### Exercise directions
The records that follow must be repeated verbatim, every one of them.

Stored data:
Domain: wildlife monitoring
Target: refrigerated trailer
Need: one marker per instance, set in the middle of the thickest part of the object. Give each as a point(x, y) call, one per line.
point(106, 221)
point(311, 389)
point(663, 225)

### Right answer
Domain: wildlife monitoring
Target: refrigerated trailer
Need: one marker per instance, set in the middle of the thickest part of the object. Give each as a point(x, y) call, one per line.
point(106, 221)
point(311, 389)
point(663, 225)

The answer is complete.